*Dataset*
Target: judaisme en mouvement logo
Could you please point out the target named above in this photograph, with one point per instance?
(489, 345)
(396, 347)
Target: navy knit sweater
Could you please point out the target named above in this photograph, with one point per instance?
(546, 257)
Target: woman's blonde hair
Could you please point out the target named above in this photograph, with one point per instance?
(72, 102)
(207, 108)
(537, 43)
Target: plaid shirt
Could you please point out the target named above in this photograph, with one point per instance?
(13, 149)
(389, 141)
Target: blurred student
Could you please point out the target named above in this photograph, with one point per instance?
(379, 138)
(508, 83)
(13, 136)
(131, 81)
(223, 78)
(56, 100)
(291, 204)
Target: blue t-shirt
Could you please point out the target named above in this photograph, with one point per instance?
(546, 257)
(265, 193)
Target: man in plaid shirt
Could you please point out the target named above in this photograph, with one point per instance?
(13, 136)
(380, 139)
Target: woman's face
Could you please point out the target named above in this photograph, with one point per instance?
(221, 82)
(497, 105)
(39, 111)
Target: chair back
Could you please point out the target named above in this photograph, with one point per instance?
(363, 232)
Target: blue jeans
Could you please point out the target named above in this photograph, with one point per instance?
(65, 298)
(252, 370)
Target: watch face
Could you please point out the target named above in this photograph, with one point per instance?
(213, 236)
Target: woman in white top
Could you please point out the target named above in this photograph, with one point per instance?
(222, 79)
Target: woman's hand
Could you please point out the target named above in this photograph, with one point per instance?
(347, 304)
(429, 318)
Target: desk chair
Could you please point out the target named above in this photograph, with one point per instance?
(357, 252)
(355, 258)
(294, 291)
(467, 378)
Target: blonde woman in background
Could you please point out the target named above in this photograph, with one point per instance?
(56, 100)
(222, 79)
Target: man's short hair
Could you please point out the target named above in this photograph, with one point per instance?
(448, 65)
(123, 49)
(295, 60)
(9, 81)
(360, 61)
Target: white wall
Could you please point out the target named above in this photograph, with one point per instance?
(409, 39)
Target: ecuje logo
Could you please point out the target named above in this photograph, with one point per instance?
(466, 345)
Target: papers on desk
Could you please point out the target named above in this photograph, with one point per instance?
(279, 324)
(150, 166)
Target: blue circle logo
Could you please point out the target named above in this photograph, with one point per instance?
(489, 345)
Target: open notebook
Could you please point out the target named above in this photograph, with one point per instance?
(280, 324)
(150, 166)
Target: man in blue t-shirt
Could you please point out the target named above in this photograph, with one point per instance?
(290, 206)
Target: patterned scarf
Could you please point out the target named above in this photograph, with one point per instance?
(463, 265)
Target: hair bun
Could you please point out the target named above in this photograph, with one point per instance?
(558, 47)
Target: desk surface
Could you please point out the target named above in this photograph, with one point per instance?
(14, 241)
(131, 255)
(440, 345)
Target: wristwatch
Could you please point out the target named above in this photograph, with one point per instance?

*Instruction*
Extract the entries above verbatim.

*Result for this task*
Target: judaisme en mouvement logo
Could you please point out the target named above in this photograph, with one point per instance?
(489, 345)
(396, 347)
Target: navy knit sweater
Could you please point out the target named above in this photograph, with one point per instance?
(546, 257)
Target: woman's blonde hair
Could you please point out the target named above in this photograph, with one point per instance?
(72, 102)
(207, 108)
(537, 43)
Target: plaid shirt
Could you please point out the target named above in this photograph, with one point per instance?
(13, 149)
(389, 141)
Target: blurred student
Could you please point out the target named above in this photograph, with one point per instance?
(379, 138)
(508, 83)
(13, 136)
(131, 81)
(223, 78)
(56, 100)
(291, 204)
Target: blue t-shirt
Could you please point out the target named above in this photograph, with one point per instance?
(546, 257)
(265, 193)
Target: man in plaid shirt
Could you please point out the target named above in this photograph, with one point per instance?
(13, 136)
(380, 139)
Target: woman's face
Could you please point out the target named above in this photograph, with one point per instance?
(221, 82)
(497, 105)
(39, 111)
Target: chair back
Could you please point out the target named above in this photograph, with one point per instance?
(363, 232)
Target: blue jeans
Could you please point out the target named above in this photograph, with one point per instance?
(65, 298)
(252, 370)
Target: watch face
Could you please point out the target named above in this photograph, with one point per instance?
(213, 236)
Target: woman in white top
Could you please point out the target named above in this photograph, with one point per instance?
(222, 79)
Target: woman's hand
Could you please point out the target named above in this photograph, with one point per instance?
(347, 304)
(429, 318)
Target: desk chair
Could you please point out the target named above in this photograph, with one point per instance?
(357, 252)
(355, 258)
(294, 291)
(467, 378)
Target: blonde woman in background
Could you please point out the target named above in this photograph, with one point per instance?
(56, 100)
(222, 79)
Target: man's short hair
Could you please point out the target named above in this photograph, with one point per instance?
(448, 65)
(123, 49)
(295, 60)
(9, 81)
(360, 61)
Target: white wall
Could you please point out the target named above in this photograph, with one point per instance?
(409, 39)
Target: ecuje logo
Could you please point out the target named above in this photograph, with one point per instance?
(466, 345)
Target: papers on desk
Could you please point out the target named above in this photograph, with one point per instance?
(279, 324)
(150, 166)
Target: blue circle logo
Could you please point out the target named above in this photograph, with one point per instance?
(489, 345)
Target: open notebook
Could you please point out the target named above in this photograph, with one point per instance?
(280, 324)
(150, 166)
Target: man in blue t-shirt
Could you please point out the target named above in this photograph, with one point per instance?
(290, 206)
Target: patterned scarf
Could you please point out the target named above in this photograph, with one point per instance?
(463, 265)
Target: hair bun
Could you please point out the target named above in this photograph, with one point per instance?
(558, 47)
Target: desk surface
Could you please point out the target named above in this photograph, with one point per instance?
(14, 241)
(131, 255)
(440, 345)
Target: wristwatch
Could you please point out the target named above in this photograph, with one point per instance?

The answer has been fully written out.